CONSIGNE 1: Dans le passage consacré au roman de Chesterton, en quoi s'incarne la résistance qui s'organise ?

La trame de ce roman, largement décrite dans le deuxième chapitre de Philippe Maxence, permet à Chesterton de montrer en quoi ce qui n’est pas catholique (pour faire simple, même s’il n’est pas encore « romain » à ce moment) sait s’allier, ne serait-ce qu’objectivement, contre le christianisme et la vraie vie (ce qui ne fait qu’un) : « la résistance qui s’organise s’incarne alors dans la défense des auberges et de la vie sociale suscitée par l’ambiance des pubs contre l’alliance du puritanisme moderne et de l’islam » (p. 34). Toutes les erreurs modernes et révolutionnaires, quels que soient leurs noms, vont toujours dans un sel et même sens, qui est celui de la lutte contre le christianisme : « outre sa dénonciation de l’islam, le roman de Chesterton regorge également de saillies contre le monde capitaliste, les politiciens corrompus, les journalistes vendus, les financiers véreux et les hygiénistes, précurseurs d’une certaine écologie politique qui entend réaliser la santé des peuples au détriment de leur liberté, si besoin est » (p. 35). Rien de nouveau sous le soleil. C’est une belle mise en garde contre les périls qui nous guettent. « Sa cible dans L’Auberge volante n’est pas seulement la religion de Mahomet, mais, plus globalement, la démission des élites, la trahison et l’abandon des traditions nationales, la folie du libéralisme, capable de vendre un pays à l’une des plus graves menaces qui soit, l’islam. Pour Chesterton, la menace capitaliste et la menace islamique vont de pair ; ils ont des intérêts communs » (p. 45). En effet, « la menace orientale ne peut être dissociée à ses yeux de la démission occidentale ». S’il y a dans ces dires une part de projection de Philippe Maxence, ils sont en majorité largement issus des écrits de Chesterton. En témoigne la deuxième partie de l’ouvrage que nous critiquons, recueil de citations (formant comme autant d’illustrations) sur lesquelles nous ne nous attarderons pas.

DONNÉES DE L'EXERCICE:
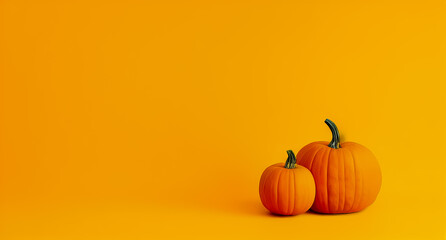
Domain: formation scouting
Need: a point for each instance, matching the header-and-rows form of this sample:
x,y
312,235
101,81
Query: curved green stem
x,y
291,161
335,141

CONSIGNE 2: Recopiez fidèlement toutes les lignes des enregistrements ci-dessus, en omettant les images.

CORRIGÉ 1: Elle s'incarne dans la défense des auberges et de la vie sociale suscitée par l'ambiance des pubs.

CORRIGÉ 2:
Domain: formation scouting
Need: a point for each instance, matching the header-and-rows form of this sample:
x,y
312,235
101,81
Query: curved green stem
x,y
291,161
335,141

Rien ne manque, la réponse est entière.